*Records to use*
---+---

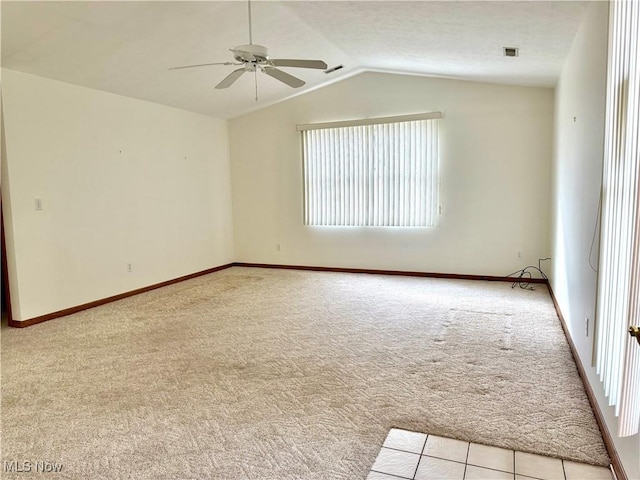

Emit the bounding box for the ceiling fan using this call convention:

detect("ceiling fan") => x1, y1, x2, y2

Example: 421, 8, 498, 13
169, 0, 327, 97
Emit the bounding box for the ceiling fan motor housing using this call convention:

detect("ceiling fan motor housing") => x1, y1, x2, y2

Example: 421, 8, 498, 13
231, 44, 269, 63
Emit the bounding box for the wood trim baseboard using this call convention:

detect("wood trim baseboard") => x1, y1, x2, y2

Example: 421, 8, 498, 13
548, 284, 629, 480
8, 263, 233, 328
232, 262, 547, 284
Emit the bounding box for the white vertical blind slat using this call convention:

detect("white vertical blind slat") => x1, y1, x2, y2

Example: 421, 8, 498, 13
302, 119, 438, 227
596, 1, 640, 437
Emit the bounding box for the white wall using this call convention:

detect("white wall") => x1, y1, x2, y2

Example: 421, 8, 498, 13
551, 2, 640, 479
229, 73, 553, 275
2, 70, 233, 320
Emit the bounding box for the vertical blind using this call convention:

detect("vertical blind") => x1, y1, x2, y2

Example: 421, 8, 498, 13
298, 113, 440, 227
596, 1, 640, 437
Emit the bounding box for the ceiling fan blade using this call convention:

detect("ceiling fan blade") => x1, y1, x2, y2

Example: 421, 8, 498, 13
262, 67, 305, 88
269, 58, 327, 70
216, 68, 246, 89
169, 62, 242, 70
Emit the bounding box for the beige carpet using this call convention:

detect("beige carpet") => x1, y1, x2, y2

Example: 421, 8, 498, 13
2, 267, 609, 479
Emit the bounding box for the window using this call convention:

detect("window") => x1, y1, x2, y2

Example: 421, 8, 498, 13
298, 112, 440, 227
595, 2, 640, 437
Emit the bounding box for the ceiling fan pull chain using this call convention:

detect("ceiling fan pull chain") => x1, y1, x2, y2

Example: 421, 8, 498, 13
247, 0, 253, 45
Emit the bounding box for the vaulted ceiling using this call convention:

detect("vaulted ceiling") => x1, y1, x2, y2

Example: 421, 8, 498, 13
1, 0, 587, 118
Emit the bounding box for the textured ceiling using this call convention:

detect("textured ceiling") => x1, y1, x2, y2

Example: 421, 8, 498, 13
1, 1, 587, 118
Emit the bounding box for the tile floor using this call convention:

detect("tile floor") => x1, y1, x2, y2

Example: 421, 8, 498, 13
367, 428, 613, 480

---+---

*Given exercise*
Repeat the rows word for word, starting at the very beginning of the rows and stopping after the line that contains "169, 62, 242, 70". Leave the pictures out of your answer.

*Correct result*
Emit the bounding box for the ceiling fan using this call convention:

detect("ceiling fan") => x1, y1, x2, y2

Example: 421, 8, 498, 13
169, 0, 327, 97
Emit the bounding box for the ceiling fan motor housing using this call convention:

detect("ceiling fan motor housing") => x1, y1, x2, y2

Example: 421, 8, 498, 13
231, 44, 269, 63
Emit the bounding box for the wood trim baseboard using this call convention:

detect("wood trim baseboard") => x1, y1, x2, y2

Example: 421, 8, 498, 13
548, 284, 629, 480
8, 263, 233, 328
232, 262, 547, 284
Emit the bounding box for the white vertical blind slat using this call convention:

detect("white vertical blind slat") => x1, y1, x2, y2

Example: 421, 8, 498, 13
302, 119, 438, 227
596, 1, 640, 437
Emit the bounding box for the white wall using this call convention:

detect("white wall") => x1, y1, x2, y2

Example: 421, 8, 498, 13
551, 2, 640, 479
229, 73, 553, 275
2, 70, 233, 320
Emit the bounding box for the vertical blind using this call convention:

detect("vertical blind") => x1, y1, x2, y2

Example: 421, 8, 498, 13
298, 113, 440, 227
596, 1, 640, 437
Emit the bounding box for the ceiling fan blade using this call convention:

detect("ceiling fan blade") => x1, y1, x2, y2

Example: 421, 8, 498, 13
262, 67, 305, 88
269, 58, 327, 70
216, 68, 246, 89
169, 62, 242, 70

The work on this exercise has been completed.